Provided text:
▬▬▬▬▬▬▬▬▬▬

We raise our chicks in a modified brooder in the chicken coop. We have done 3 different methods of chick brooders and this year’s setup is by far my favorite. They get to start their lives in their permanent home, no moving around from one place to the next. They’re not in the house or garage, making a dusty mess of everything. And as they grow and need more space, we can simply remove the space-limiting walls and they can have free roam of the entire coop house. Plus, it’s so easy to access them and their feeder/waterer the way they’re setup in the coop as babies.
Our first brooder was a larger plastic tote with a heat lamp hanging over it. In our house. That will never happen again. Aside from the massive amounts of dust that covered that room, the fire hazard (that we weren’t aware of at the time) just isn’t worth the risk. Plus, they outgrew that tote fast and we had to get a new, larger one after a few weeks.
Our second brooder was a wood-framed box covered in chicken wire and placed in the chicken coop under the roosting bars/poop board. We wanted the babies out of the house and to have the older girls get acclimated to their new sisters. This worked well, but it was definitely a hassle accessing the chicks and their food, water, and bedding.
The most recent brooder is again in the chicken coop, but no adult birds in there this time. I created a “box” out of decking slats and plywood to create a smaller area of the coop so we could easily reach in to fill food/water and change the pine shavings. This is by far my favorite setup, but I know that it won’t be possible every year as we have adult chickens again.
You can see how we made our chicken coop in this blog post. We didn’t follow a plan and don’t have one written up, we just kind of built as we went, so you can get inspiration from our method and photos.
The brooder/heater that we use is a Brinsea EcoGlow. Not only is it extremely effective (that tiny little thing can heat up to 20 chicks (for real, all 20 of ours fit under there), but it’s a safe source of heat for those fuzzy chicks. If you choose to use something else, do NOT use a heat lamp. Those things get so hot and are a tremendous fire hazard, especially in dusty chicken coops covered in combustible materials (bedding, wood walls, etc).
So now you know what and how to feed your chickens, but where do you actually get them? For the past few years, we got our chicks from a local feed supply in town. But we wanted very specific breeds (more on that in a bit) and weren’t sure we’d be able to get them from the feed store in town, so we purchased them online from Hoover’s Hatchery this year. They hatch chicks all year round (though only some breeds are available all year, others are only available seasonally). They give you the option at checkout to trim their beaks (nope, don’t do it) and whether you want to get them vaccinated (they offer Coccidiosis and Marek’s) – nope, we didn’t do that either. They also give you the option to order males, females, or straight run (unsexed) chicks and offer quantity discounts. The chicks arrived a day early and all were healthy and survived the trip.

▬▬▬▬▬▬▬▬▬▬

Record excerpts:
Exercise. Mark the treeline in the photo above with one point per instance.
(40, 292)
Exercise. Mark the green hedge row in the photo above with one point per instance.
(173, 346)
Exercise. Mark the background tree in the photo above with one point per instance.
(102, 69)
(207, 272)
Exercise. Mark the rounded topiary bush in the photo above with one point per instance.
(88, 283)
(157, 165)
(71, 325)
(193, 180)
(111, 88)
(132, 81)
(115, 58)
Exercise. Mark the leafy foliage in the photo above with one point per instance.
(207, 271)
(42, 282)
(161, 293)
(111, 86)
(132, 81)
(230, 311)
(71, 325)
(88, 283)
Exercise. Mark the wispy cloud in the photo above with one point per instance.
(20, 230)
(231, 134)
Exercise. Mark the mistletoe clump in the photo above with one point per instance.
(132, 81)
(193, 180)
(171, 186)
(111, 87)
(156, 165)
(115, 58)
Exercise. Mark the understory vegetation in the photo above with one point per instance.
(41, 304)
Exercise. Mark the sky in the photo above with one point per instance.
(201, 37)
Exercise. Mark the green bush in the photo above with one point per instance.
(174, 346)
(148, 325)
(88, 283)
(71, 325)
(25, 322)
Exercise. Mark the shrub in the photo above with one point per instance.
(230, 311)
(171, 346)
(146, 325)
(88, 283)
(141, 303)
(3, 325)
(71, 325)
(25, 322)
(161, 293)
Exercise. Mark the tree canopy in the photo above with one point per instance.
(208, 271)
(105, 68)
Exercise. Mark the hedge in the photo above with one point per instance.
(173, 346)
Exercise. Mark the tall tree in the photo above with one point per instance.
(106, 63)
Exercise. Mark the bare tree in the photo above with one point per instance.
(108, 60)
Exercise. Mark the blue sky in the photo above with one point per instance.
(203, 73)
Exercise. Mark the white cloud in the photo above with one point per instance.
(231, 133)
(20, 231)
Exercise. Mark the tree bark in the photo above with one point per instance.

▬▬▬▬▬▬▬▬▬▬

Exercise directions: Please print the chick-brooder text from "The most recent" up to and including "method and photos.". The data after the text comes from a separate source.

Problem solution:
The most recent brooder is again in the chicken coop, but no adult birds in there this time. I created a “box” out of decking slats and plywood to create a smaller area of the coop so we could easily reach in to fill food/water and change the pine shavings. This is by far my favorite setup, but I know that it won’t be possible every year as we have adult chickens again.
You can see how we made our chicken coop in this blog post. We didn’t follow a plan and don’t have one written up, we just kind of built as we went, so you can get inspiration from our method and photos.